#### RECORDS SHOWN

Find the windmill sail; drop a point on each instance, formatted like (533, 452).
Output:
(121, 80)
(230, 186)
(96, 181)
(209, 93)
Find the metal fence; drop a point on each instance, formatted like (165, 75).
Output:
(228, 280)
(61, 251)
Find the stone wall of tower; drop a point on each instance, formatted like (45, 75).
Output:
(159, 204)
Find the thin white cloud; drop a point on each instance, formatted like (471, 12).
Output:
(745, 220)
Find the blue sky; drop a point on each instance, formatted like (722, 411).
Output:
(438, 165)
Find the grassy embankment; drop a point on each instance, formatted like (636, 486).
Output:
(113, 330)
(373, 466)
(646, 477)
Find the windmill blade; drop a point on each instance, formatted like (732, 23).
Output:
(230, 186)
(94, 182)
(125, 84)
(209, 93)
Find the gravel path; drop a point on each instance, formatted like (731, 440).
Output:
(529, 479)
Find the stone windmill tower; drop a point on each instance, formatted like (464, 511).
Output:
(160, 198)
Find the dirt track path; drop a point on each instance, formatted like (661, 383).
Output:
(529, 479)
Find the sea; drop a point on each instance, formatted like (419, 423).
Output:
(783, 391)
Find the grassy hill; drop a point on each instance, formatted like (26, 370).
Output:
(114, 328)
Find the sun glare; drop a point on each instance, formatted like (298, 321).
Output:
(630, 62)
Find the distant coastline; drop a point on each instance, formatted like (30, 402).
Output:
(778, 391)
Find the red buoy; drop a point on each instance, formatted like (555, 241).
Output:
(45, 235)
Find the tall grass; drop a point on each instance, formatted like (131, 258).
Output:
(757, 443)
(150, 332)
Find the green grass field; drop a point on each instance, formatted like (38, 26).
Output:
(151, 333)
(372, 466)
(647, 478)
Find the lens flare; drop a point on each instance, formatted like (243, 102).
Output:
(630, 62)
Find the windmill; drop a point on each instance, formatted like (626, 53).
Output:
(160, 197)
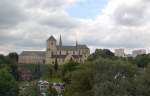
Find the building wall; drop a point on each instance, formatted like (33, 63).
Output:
(31, 60)
(119, 52)
(138, 52)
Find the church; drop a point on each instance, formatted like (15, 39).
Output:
(55, 53)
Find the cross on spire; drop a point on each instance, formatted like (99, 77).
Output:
(60, 41)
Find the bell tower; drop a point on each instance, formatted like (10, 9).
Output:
(51, 44)
(51, 49)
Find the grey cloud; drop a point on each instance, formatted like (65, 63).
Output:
(129, 15)
(59, 21)
(10, 13)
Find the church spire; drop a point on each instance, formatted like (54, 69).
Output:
(60, 41)
(76, 44)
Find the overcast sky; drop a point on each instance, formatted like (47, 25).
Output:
(27, 24)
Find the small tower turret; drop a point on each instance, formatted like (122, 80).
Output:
(60, 42)
(51, 44)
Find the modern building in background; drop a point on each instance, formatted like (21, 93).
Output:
(119, 52)
(138, 52)
(55, 53)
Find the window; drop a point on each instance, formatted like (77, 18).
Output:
(51, 43)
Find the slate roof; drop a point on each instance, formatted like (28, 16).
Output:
(64, 56)
(52, 38)
(33, 53)
(72, 47)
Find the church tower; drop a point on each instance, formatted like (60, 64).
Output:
(60, 42)
(51, 49)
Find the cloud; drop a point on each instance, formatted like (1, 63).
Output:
(10, 13)
(26, 25)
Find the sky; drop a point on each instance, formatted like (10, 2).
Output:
(27, 24)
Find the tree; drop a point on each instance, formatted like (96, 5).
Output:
(81, 82)
(104, 53)
(142, 60)
(8, 85)
(67, 69)
(114, 77)
(13, 57)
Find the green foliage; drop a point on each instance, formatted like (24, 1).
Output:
(8, 85)
(67, 69)
(114, 77)
(52, 92)
(104, 53)
(38, 71)
(13, 57)
(81, 83)
(56, 65)
(28, 89)
(142, 60)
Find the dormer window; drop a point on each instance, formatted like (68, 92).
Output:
(51, 43)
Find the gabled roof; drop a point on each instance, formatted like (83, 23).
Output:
(72, 47)
(64, 56)
(52, 38)
(33, 53)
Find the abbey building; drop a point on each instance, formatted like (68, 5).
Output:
(55, 52)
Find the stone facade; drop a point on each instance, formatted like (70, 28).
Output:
(61, 53)
(119, 52)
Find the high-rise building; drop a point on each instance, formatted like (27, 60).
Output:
(138, 52)
(119, 52)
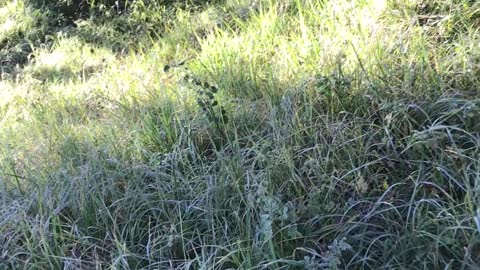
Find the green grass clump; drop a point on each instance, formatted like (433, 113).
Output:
(241, 134)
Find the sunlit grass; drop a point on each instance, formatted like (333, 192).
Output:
(350, 139)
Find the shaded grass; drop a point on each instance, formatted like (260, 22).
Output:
(352, 143)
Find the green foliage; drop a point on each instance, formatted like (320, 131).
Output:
(298, 134)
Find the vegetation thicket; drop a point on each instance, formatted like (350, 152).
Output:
(240, 134)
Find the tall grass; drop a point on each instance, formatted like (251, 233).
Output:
(349, 137)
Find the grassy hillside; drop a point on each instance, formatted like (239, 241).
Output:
(293, 134)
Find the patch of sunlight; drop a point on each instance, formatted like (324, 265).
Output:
(55, 58)
(7, 26)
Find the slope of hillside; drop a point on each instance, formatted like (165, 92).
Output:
(240, 134)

########

## TASK DESCRIPTION
Read through the entries, then copy every line where the string "roof" is found.

## SOLVED PROBLEM
Find the slate roof; drop a point on each instance, formatted like (28, 16).
Find the gabled roof; drop a point on each instance, formatted like (83, 23).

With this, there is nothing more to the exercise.